━━ PAGE EXTRACT ━━
Houthi coercion and violence failed to get residents in nine districts to partake in the Iran-backed group’s Ashura commemoration marches and festivals. Traditionally, Houthis use brute force to push citizens into attending their public events.
Local sources, speaking under the conditions of anonymity, confirmed to Asharq Al-Awsat that Houthis failed in establishing their sectarian festivals in more than nine militia-run districts in three Yemeni governorates: Dhamar, Ibb and Al-Mahwit.
Local observers considered that all activities held by Houthis are sectarian, inspired from Iran, and are completely foreign practices to the Yemeni people.
Confirming that the foreign practices are unfamiliar to Yemenis, observers said: “What is happening in areas controlled by the putschists are exotic customs and are derived from old Iranian traditions mixed with Christian traditions then presented as Islamic by Iran’s mullahs.”
“The commemoration of Ashura this year comes in the context militias seeking to transform entire cities under their control into Twelver Shi'ism,” observers added on the underlying sectarian goals behind holding such events.
Twelvers represent the majority of Muslims in Iran.
In turn, a source close to Houthi militias, who refused to be named for security reasons, revealed the group spent over one billion Yemeni riyals to commemorate Ashura in the capital Sanaa and other areas under its control.
The source pointed out that most of the money was spent on printing sectarian brochures and posters, large propaganda paintings, and for covering expenses for organizers and militiamen.
This astronomical spending comes at a time war-ravaged Yemenis face the threat of famine, spread of diseases and the exhaustion of public institutes.
The source added that the militia's absurd squandering of public money was met with widespread resentment as Yemenis continued to refuse integrating foreign culture and ideology exported from Iran.
In a desperate move to try and rally attendees, Houthi gunmen threatened to cut off UN aid and basic commodities.
━━━
━━ AVAILABLE DATA ━━
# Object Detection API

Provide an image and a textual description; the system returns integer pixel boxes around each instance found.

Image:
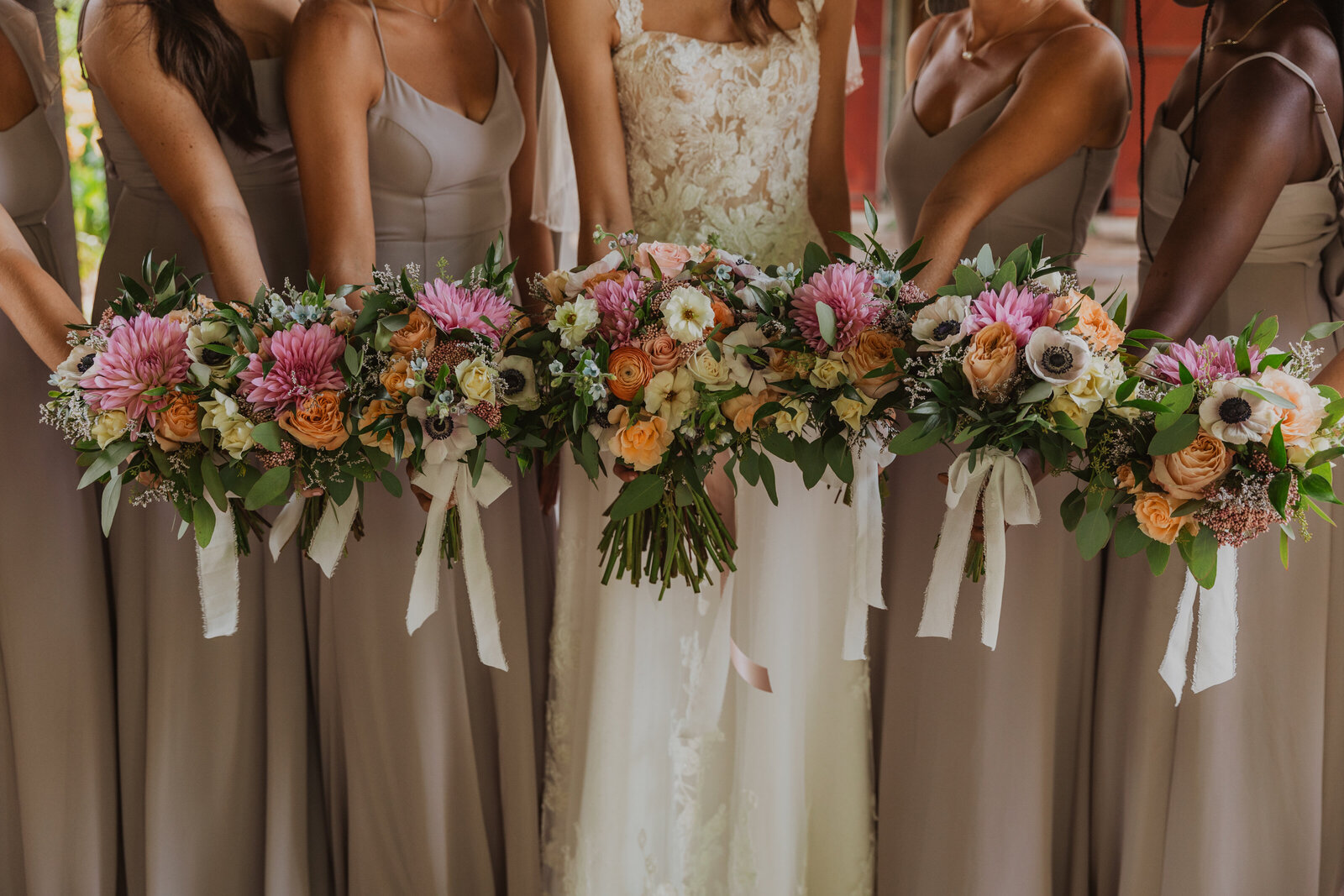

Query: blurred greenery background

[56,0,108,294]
━━━
• _WHAT NEEDS TO BE DONE_
From the article on the Houthi Ashura events, copy the passage starting at "Confirming that the" and ending at "under its control.".

• _THE COMPLETED TASK_
Confirming that the foreign practices are unfamiliar to Yemenis, observers said: “What is happening in areas controlled by the putschists are exotic customs and are derived from old Iranian traditions mixed with Christian traditions then presented as Islamic by Iran’s mullahs.”
“The commemoration of Ashura this year comes in the context militias seeking to transform entire cities under their control into Twelver Shi'ism,” observers added on the underlying sectarian goals behind holding such events.
Twelvers represent the majority of Muslims in Iran.
In turn, a source close to Houthi militias, who refused to be named for security reasons, revealed the group spent over one billion Yemeni riyals to commemorate Ashura in the capital Sanaa and other areas under its control.